Problem set =>
• a. In the rectal cancer abstract, how many patients did the included publications cover?
• b. According to the rectal cancer abstract, why should neoadjuvant immunotherapy combined with radiotherapy and chemotherapy be considered for patients with locally advanced rectal cancer?
• c. From the rectal cancer abstract, quote word for word the part that opens with the words containing "Corresponding author: Ning" and closes with "mismatch repair (MMR).".

Corresponding author: Ning Li, Department of Radiation Oncology, Shanxi Province Cancer Hospital Shanxi Hospital Affiliated to Cancer Hospital, Chinese Academy of Medical Sciences Cancer Hospital Affiliated to Shanxi Medical University, No. 3 Zhigongxin Street, Taiyuan 030013, Shanxi Province, China. lee_ak@163.com
Received: August 14, 2025 Revised: September 9, 2025 Accepted: October 23, 2025 Published online: November 15, 2025 Processing time: 92 Days and 1.3 Hours
Abstract
BACKGROUND
Immunotherapy is an approved treatment for metastatic rectal cancer in patients with defective mismatch repair (MMR).
AIM
To examine the clinical efficacy of neoadjuvant immunotherapy combined with radiotherapy and chemotherapy for the treatment of locally advanced rectal cancer (LARC), with a focus on patients with proficient MMR (pMMR) and microsatellite stability.
METHODS
Two researchers searched multiple databases for publications up to September 2024. All included publications examined neoadjuvant immunotherapy for LARC, and reported major pathological response (MPR), pathological complete response (pCR), clinical complete response (CCR), and rates of R0 resection and anus-preserving surgery. Meta-analysis, subgroup analysis, sensitivity analysis, and analysis of publication bias were performed.
RESULTS
We included 15 publications (796 patients). The MPR, pCR, and CCR were significantly better in the group that received immunotherapy (all P < 0.05), especially for patients with pMMR. In addition, the rate of R0 resection and anus-preserving surgery were also significantly greater in the group that received neoadjuvant immunotherapy (both P < 0.05). Hematological toxicity and abnormal liver function were the most common clinical adverse events above grade 3. Most patients successfully completed the immunotherapy treatment. The incidence of immune-related adverse reactions was 0%-13.5%, and the severities of these events were generally considered acceptable.
CONCLUSION
The addition of neoadjuvant immunotherapy improved the clinical remission rate of patients who had LARC with pMMR, and the treatment-related adverse reactions were generally acceptable. Neoadjuvant immunotherapy combined with radiotherapy and chemotherapy should be considered for patients with LARC.

Records =>
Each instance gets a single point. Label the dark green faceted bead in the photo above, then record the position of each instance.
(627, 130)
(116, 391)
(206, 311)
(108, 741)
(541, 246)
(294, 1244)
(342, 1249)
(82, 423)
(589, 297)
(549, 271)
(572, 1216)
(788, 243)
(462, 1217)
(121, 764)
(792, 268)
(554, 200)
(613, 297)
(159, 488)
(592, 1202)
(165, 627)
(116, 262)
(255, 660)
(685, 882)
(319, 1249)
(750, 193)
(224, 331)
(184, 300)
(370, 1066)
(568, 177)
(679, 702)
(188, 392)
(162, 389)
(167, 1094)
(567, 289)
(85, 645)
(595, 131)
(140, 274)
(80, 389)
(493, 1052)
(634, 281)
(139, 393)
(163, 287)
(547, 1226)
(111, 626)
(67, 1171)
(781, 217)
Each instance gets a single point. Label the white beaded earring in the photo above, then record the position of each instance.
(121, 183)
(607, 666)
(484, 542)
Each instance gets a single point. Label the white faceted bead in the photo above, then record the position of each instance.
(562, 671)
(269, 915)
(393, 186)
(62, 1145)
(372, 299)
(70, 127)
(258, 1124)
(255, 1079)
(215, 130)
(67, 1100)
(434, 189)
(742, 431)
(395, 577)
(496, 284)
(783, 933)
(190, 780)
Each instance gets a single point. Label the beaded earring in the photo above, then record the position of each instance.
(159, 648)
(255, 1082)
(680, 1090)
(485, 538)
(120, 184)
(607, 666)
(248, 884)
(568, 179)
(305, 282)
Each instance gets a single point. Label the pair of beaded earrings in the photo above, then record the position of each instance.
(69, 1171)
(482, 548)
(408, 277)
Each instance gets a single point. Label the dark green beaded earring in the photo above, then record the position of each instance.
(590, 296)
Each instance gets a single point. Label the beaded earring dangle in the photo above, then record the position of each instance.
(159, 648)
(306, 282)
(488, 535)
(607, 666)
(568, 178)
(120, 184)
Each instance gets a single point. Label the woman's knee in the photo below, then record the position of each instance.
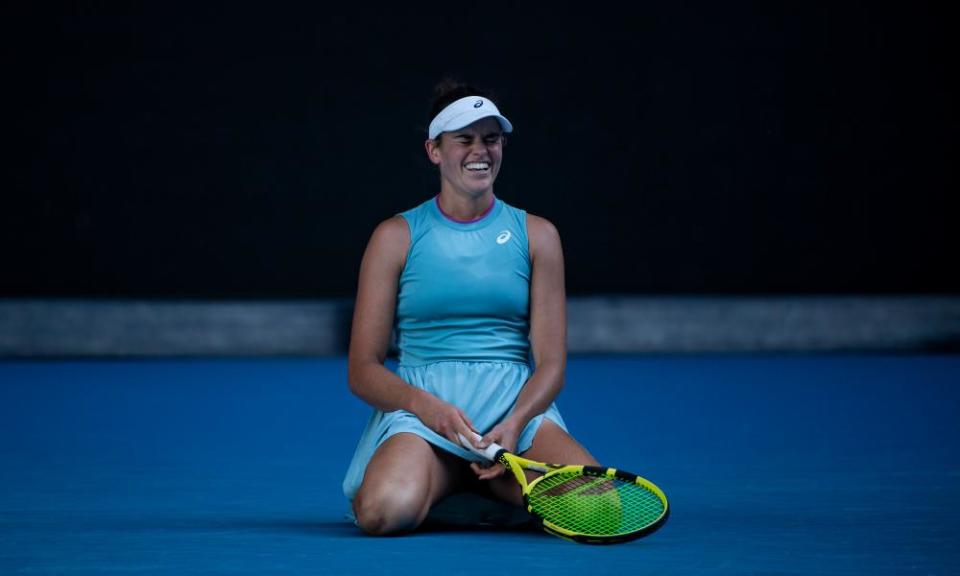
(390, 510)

Solutions =>
• a. 796 patients, from 15 publications.

• b. Adding neoadjuvant immunotherapy improved the clinical remission rate of patients with locally advanced rectal cancer and proficient mismatch repair. The treatment-related adverse reactions were generally acceptable.

• c.
Corresponding author: Ning Li, Department of Radiation Oncology, Shanxi Province Cancer Hospital Shanxi Hospital Affiliated to Cancer Hospital, Chinese Academy of Medical Sciences Cancer Hospital Affiliated to Shanxi Medical University, No. 3 Zhigongxin Street, Taiyuan 030013, Shanxi Province, China. lee_ak@163.com
Received: August 14, 2025 Revised: September 9, 2025 Accepted: October 23, 2025 Published online: November 15, 2025 Processing time: 92 Days and 1.3 Hours
Abstract
BACKGROUND
Immunotherapy is an approved treatment for metastatic rectal cancer in patients with defective mismatch repair (MMR).